#### [Directions]
Go through the records line by line. Report how many lines contain "below", with nothing else.

#### [Data excerpts]
***
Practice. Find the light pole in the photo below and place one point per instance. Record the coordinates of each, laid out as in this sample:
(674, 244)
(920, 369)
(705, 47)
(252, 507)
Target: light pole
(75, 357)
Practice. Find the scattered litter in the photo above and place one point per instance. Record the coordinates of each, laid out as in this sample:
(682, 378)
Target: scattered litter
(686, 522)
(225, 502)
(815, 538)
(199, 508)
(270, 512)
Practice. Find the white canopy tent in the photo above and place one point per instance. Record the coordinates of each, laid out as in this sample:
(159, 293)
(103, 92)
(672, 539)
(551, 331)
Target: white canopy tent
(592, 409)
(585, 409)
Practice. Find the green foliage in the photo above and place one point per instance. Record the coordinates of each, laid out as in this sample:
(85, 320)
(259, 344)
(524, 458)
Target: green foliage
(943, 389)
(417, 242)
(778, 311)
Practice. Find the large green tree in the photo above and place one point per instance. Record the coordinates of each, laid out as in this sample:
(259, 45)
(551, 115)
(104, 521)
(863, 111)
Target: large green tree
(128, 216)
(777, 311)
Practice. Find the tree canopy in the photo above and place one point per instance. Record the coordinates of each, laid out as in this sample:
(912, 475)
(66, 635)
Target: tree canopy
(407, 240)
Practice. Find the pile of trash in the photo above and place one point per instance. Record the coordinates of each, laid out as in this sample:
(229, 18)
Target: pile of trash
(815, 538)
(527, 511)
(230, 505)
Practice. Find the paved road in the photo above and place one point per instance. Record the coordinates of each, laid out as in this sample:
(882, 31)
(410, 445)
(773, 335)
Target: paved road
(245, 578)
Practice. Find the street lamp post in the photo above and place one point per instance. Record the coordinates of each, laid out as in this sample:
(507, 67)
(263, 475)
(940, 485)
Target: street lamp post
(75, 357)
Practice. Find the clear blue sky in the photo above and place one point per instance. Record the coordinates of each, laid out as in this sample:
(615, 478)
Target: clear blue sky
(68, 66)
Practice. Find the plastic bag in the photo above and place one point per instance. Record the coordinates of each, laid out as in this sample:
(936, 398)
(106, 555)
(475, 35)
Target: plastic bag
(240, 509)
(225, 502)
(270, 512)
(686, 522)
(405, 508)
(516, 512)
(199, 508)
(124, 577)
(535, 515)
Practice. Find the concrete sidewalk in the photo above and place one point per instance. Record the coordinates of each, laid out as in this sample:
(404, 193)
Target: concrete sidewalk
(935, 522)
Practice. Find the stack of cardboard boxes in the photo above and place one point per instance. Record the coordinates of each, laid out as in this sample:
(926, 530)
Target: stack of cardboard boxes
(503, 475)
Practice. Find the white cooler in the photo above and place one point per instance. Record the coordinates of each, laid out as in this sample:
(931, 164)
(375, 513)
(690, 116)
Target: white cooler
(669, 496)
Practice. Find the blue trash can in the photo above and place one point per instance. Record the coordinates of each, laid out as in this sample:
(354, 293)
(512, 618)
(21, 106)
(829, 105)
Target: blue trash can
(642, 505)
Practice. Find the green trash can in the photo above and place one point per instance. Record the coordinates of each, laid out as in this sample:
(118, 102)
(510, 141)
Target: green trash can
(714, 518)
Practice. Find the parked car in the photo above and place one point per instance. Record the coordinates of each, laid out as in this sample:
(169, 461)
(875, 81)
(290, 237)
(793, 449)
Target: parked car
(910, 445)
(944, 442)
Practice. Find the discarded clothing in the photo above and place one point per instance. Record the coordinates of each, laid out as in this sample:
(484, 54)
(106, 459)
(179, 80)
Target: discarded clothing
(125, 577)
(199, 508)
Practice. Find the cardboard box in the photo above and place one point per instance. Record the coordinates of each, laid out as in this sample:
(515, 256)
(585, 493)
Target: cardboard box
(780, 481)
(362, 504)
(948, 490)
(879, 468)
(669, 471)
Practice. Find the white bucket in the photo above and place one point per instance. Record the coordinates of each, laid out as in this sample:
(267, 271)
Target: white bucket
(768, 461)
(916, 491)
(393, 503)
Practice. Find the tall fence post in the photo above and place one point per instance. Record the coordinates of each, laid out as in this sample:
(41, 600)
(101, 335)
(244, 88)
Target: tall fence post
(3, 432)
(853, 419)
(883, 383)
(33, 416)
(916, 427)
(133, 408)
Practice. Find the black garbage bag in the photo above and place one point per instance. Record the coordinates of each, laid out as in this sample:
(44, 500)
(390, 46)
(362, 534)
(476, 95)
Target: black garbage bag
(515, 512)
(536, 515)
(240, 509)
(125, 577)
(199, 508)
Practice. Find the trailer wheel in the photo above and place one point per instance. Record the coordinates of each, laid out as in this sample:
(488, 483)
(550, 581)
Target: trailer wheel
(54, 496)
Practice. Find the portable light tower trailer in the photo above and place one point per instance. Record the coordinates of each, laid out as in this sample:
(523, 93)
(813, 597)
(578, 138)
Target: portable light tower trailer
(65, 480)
***
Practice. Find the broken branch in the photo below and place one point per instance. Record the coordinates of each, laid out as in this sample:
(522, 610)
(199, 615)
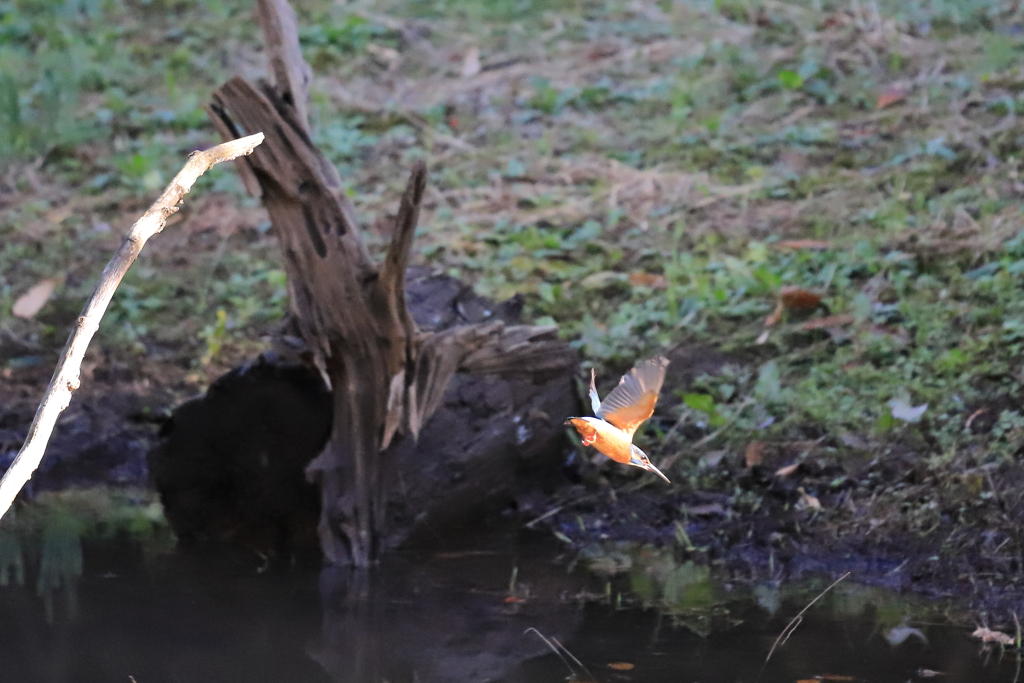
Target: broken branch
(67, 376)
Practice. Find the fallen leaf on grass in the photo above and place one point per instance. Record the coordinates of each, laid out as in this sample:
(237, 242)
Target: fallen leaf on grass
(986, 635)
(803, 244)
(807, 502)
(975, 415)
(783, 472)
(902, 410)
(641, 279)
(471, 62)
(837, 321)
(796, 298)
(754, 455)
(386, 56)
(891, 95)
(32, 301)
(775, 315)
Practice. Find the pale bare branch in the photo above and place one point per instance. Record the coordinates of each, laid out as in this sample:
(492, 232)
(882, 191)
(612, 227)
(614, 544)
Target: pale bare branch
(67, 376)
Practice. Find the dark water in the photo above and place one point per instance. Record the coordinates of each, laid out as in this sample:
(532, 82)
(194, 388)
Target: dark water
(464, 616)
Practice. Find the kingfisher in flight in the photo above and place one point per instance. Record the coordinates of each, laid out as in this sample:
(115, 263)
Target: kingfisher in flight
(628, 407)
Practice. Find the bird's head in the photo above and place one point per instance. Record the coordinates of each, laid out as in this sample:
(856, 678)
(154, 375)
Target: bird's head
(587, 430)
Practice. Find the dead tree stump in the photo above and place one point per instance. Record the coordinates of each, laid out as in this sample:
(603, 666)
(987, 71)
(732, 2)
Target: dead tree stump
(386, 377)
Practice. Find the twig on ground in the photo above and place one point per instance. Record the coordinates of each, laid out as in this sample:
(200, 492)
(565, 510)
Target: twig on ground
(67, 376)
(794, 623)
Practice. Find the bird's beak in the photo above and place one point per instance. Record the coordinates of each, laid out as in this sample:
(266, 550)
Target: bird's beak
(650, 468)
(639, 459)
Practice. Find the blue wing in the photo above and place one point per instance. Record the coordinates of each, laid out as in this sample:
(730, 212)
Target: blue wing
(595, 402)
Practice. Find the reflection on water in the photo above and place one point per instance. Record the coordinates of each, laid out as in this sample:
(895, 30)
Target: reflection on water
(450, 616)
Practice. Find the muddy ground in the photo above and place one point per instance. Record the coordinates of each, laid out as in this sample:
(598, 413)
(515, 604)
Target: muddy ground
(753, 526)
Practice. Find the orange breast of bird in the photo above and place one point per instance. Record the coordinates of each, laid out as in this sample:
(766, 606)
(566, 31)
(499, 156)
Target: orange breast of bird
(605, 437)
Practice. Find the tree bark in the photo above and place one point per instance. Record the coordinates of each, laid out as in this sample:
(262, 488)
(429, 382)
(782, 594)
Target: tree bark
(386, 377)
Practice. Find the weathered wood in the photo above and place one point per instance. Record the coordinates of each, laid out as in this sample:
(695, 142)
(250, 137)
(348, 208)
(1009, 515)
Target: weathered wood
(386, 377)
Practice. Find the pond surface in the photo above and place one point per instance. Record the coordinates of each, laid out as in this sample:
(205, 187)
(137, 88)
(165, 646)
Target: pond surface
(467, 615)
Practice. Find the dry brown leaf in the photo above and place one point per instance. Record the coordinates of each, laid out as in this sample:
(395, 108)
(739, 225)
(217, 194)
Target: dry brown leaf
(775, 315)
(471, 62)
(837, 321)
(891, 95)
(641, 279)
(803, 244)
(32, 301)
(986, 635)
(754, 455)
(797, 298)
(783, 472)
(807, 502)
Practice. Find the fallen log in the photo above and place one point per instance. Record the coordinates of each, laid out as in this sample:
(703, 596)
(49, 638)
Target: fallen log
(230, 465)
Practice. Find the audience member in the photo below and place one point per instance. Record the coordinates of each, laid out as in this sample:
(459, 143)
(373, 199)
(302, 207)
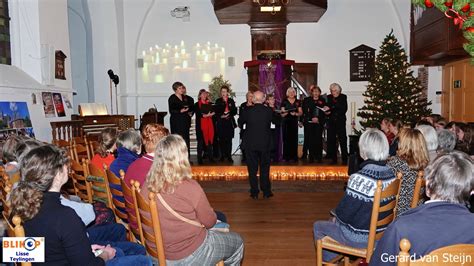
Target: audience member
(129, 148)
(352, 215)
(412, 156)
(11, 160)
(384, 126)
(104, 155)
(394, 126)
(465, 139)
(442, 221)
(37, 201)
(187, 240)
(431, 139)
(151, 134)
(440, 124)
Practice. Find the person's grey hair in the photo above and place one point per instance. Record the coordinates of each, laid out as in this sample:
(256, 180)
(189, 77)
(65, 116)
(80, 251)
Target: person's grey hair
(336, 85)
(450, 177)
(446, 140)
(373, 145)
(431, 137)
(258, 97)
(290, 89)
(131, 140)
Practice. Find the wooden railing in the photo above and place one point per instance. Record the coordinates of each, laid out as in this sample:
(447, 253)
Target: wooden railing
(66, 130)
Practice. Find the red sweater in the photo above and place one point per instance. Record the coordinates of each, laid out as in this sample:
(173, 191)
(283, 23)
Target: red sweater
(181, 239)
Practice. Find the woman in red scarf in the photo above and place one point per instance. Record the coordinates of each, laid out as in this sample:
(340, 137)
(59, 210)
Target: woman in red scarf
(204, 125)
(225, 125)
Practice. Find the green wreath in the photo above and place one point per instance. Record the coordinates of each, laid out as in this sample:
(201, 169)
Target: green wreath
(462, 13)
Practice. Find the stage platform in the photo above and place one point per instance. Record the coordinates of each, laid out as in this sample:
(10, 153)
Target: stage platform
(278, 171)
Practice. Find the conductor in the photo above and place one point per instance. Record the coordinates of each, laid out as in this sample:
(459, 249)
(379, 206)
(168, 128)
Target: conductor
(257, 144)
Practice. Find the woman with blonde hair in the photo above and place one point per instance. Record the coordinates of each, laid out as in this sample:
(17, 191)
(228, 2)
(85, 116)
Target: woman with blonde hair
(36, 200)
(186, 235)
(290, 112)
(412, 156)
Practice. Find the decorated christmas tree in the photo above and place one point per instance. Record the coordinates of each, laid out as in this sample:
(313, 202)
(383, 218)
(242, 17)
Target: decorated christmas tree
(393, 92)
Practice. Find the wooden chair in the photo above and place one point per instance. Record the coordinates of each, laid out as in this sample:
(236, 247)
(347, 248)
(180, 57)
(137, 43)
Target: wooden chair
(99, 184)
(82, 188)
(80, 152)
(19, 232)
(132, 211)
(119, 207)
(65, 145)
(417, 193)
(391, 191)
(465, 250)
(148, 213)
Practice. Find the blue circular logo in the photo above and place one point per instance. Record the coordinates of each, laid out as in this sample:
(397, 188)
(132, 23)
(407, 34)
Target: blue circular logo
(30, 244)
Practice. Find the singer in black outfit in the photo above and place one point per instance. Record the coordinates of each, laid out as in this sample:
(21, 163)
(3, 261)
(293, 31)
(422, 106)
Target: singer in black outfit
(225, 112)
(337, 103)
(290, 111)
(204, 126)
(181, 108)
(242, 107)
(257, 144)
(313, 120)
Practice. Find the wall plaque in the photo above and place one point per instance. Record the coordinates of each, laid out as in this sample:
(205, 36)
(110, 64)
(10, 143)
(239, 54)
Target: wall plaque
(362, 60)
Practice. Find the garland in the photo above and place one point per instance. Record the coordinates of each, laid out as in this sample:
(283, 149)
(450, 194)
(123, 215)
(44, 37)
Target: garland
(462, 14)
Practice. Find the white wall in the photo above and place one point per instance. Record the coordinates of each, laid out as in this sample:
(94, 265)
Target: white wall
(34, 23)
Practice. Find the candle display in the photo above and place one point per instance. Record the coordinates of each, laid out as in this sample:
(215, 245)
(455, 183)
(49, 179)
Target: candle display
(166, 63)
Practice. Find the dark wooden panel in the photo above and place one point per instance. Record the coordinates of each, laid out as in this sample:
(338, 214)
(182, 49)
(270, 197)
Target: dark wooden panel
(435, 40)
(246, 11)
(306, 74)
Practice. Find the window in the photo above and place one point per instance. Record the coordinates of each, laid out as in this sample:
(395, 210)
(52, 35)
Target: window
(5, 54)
***
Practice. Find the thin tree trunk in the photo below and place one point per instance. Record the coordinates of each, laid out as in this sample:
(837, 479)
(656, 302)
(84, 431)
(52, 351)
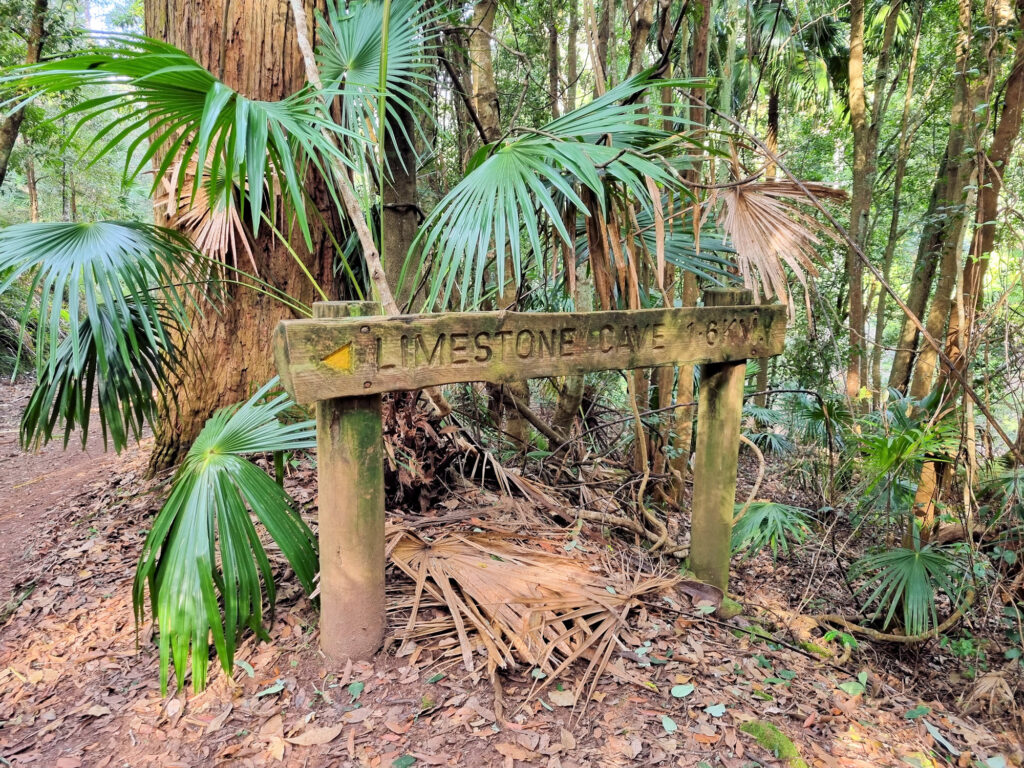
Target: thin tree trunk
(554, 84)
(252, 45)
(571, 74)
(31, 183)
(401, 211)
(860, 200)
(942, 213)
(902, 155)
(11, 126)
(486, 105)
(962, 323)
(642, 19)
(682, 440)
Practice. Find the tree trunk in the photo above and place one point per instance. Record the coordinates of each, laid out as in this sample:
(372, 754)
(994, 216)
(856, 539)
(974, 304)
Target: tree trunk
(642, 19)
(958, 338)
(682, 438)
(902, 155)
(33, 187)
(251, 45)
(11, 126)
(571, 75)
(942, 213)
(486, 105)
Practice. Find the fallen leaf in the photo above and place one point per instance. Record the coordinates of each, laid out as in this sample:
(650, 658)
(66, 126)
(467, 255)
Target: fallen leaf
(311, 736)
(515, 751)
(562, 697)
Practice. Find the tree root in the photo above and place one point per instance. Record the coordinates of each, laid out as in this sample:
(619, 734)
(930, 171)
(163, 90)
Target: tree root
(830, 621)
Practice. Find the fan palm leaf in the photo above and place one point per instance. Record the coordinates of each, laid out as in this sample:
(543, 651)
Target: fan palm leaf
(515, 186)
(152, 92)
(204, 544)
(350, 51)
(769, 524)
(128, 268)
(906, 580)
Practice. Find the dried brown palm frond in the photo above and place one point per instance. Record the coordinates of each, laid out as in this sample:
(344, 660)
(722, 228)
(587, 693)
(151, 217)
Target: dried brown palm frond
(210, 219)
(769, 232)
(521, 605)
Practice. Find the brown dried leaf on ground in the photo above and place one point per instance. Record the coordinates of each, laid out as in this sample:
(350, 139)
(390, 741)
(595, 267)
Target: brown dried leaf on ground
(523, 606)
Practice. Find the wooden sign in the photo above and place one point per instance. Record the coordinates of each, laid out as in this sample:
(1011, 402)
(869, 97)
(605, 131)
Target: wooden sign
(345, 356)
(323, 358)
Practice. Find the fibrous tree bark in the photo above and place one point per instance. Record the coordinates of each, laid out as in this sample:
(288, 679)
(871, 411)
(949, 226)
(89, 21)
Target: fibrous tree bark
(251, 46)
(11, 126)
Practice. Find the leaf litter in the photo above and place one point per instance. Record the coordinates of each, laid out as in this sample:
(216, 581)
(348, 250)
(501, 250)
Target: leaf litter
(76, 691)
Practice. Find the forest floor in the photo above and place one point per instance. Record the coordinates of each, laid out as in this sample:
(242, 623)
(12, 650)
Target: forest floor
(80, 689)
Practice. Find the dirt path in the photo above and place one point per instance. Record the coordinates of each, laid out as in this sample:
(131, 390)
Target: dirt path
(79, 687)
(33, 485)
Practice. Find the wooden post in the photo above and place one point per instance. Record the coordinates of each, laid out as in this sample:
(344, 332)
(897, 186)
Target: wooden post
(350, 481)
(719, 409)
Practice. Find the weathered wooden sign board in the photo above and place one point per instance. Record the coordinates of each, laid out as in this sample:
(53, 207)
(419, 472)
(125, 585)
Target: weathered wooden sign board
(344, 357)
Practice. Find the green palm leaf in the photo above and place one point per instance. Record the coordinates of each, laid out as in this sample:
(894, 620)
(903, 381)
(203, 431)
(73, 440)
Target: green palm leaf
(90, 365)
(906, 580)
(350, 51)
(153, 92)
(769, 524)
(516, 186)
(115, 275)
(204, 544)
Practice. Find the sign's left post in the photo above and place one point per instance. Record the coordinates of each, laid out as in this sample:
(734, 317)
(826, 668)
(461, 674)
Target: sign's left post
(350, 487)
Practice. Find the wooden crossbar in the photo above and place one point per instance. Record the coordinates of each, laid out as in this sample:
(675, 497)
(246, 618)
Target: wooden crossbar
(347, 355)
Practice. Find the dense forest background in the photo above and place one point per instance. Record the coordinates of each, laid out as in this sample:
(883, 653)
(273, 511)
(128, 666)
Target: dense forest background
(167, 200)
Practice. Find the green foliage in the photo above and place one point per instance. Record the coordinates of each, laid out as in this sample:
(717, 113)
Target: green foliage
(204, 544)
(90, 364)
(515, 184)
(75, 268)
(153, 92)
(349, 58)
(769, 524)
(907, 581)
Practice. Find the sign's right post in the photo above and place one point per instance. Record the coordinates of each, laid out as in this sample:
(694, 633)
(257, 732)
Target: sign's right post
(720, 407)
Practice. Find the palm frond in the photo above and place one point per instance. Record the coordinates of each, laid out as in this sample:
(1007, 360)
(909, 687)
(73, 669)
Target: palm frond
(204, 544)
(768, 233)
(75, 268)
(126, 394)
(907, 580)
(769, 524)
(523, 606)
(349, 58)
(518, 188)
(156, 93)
***
#### [Written solution]
4